*DONNÉES BRUTES*:
###

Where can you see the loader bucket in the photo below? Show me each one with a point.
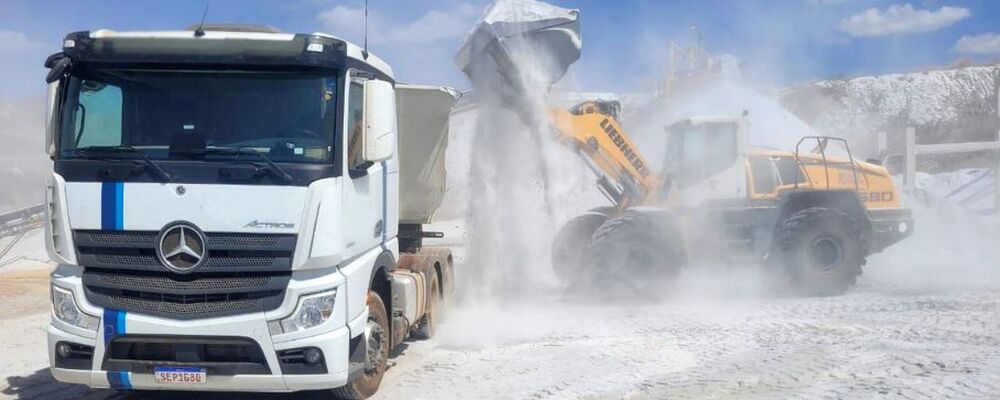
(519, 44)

###

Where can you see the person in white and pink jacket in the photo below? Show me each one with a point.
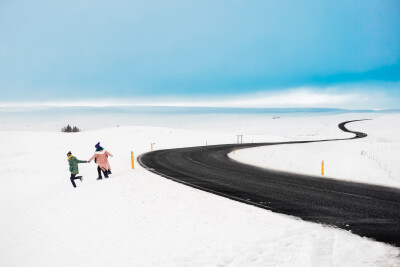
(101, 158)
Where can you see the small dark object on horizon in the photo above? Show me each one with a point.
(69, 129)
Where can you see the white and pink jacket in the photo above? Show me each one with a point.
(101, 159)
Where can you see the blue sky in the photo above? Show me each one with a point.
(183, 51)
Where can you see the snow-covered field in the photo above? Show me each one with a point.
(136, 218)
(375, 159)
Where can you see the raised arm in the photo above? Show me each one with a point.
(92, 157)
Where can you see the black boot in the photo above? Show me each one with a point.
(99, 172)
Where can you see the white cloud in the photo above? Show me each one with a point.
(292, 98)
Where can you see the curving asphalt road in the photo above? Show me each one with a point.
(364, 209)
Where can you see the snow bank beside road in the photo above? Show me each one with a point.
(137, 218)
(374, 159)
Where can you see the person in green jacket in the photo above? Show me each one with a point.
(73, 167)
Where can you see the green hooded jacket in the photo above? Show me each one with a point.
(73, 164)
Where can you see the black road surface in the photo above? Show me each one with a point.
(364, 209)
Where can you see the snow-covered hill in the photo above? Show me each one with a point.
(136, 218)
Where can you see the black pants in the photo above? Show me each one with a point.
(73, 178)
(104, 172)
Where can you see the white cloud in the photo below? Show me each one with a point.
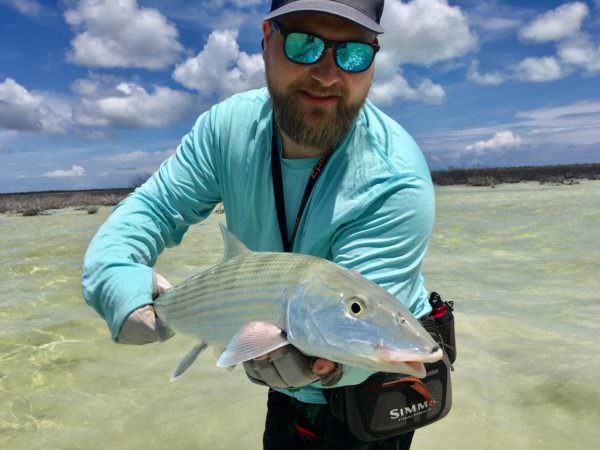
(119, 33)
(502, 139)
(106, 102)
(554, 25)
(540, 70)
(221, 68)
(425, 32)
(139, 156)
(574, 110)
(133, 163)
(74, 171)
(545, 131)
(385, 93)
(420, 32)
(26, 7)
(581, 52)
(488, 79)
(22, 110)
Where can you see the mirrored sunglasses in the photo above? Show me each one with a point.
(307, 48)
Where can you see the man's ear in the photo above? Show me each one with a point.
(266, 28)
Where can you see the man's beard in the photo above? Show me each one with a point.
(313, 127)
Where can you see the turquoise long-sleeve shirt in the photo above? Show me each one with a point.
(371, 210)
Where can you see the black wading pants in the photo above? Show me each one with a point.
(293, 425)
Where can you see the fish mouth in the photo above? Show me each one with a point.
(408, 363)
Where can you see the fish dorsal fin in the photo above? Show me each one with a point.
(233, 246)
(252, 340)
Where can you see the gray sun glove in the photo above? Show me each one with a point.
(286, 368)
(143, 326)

###

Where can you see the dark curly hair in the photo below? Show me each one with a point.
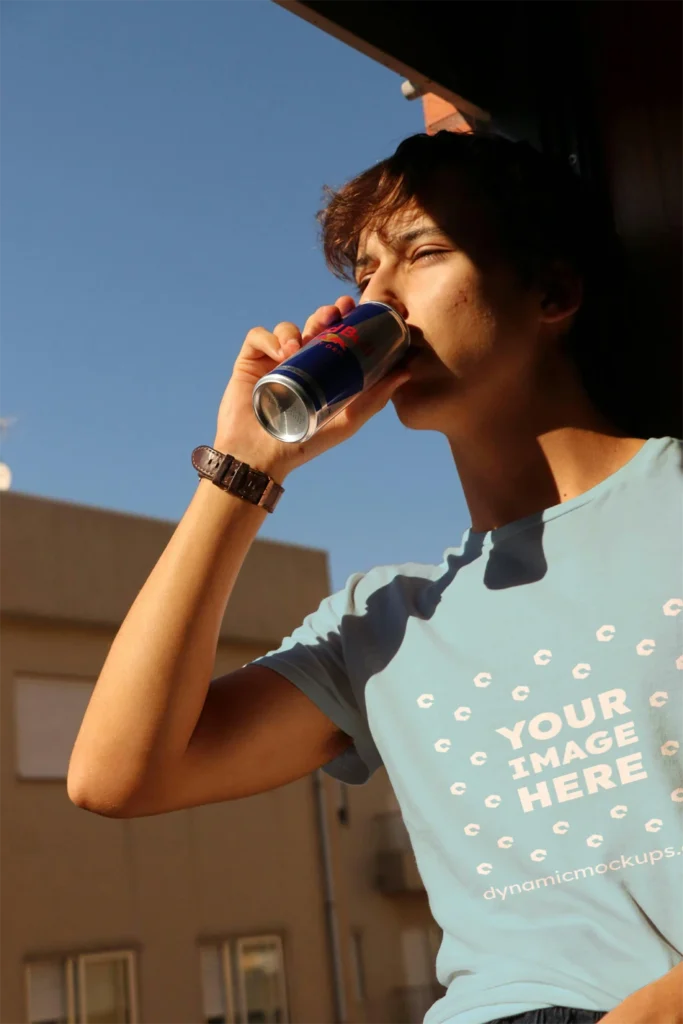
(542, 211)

###

*ÉNONCÉ*: Filtrez les enregistrements ci-dessus pour ne garder que les lignes contenant le mot "cloud".

*SORTIE COMPLÈTE*:
Where can you see the white cloud in the photo above? Show me each one with a point.
Where can you see the white cloud in the photo below? Show me each one with a point.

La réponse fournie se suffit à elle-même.